[Exercise data Boundary: Start]

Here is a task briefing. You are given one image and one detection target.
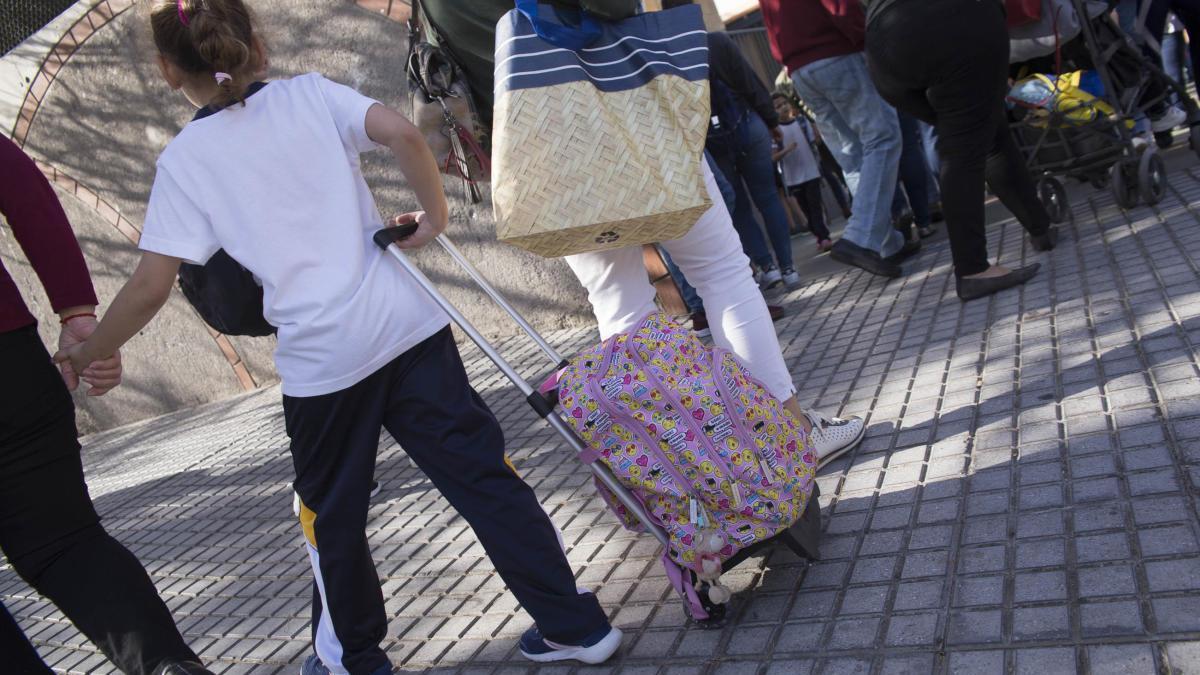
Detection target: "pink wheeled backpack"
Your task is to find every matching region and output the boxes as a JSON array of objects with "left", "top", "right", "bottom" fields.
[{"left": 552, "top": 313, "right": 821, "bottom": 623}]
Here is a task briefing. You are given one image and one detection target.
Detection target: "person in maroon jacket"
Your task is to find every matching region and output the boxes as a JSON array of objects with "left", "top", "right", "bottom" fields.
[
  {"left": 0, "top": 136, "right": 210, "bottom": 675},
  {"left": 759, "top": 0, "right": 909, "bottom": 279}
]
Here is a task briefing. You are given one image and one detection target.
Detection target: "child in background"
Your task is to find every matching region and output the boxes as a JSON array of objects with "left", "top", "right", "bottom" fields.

[Exercise data Boundary: End]
[Exercise data Boundary: Start]

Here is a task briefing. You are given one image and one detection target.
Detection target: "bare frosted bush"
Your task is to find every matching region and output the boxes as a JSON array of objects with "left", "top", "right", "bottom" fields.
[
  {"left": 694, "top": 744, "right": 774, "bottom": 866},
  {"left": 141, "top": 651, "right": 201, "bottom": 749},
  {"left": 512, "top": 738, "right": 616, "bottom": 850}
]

[Exercise data Boundary: End]
[Exercise data Boundary: Start]

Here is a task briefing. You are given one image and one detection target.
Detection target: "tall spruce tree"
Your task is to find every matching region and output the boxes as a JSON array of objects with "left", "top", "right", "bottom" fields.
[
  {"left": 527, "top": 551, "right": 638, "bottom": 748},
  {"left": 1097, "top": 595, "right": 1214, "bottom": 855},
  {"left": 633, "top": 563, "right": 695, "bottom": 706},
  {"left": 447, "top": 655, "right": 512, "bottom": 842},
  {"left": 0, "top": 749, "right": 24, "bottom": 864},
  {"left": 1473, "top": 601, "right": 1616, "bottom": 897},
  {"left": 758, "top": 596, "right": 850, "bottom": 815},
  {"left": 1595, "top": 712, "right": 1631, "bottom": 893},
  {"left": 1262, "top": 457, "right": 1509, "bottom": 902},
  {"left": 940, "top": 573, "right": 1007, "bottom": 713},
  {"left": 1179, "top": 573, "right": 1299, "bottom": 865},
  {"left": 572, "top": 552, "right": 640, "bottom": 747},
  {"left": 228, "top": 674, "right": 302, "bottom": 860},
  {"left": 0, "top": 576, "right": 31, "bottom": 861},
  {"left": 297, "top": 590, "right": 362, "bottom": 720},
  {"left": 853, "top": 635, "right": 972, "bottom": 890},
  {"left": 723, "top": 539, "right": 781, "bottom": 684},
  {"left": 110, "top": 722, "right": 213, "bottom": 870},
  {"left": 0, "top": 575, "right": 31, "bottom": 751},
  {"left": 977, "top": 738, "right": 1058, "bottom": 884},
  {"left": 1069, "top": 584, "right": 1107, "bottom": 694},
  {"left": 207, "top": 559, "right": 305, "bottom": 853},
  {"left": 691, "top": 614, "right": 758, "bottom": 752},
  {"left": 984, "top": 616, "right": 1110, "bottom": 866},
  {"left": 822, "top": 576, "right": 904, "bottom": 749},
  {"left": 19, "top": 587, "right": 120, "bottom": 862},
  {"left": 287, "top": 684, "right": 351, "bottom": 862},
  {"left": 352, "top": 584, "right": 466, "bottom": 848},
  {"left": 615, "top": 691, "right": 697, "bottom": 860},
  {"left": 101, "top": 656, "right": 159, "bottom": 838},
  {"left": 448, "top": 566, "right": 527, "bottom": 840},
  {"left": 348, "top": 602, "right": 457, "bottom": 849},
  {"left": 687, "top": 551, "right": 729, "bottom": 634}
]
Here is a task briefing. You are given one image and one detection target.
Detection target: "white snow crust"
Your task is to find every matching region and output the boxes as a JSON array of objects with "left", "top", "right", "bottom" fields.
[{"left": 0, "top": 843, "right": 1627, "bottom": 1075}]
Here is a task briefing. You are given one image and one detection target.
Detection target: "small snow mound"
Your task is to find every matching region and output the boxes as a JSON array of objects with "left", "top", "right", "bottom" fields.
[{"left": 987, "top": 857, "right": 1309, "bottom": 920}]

[Exercise data Boundary: End]

*Your assignment*.
Every line in the records above that contains the word "snow" should be copied out.

*Completed task*.
Detection target: "white snow crust"
Detection target: "small snow mound"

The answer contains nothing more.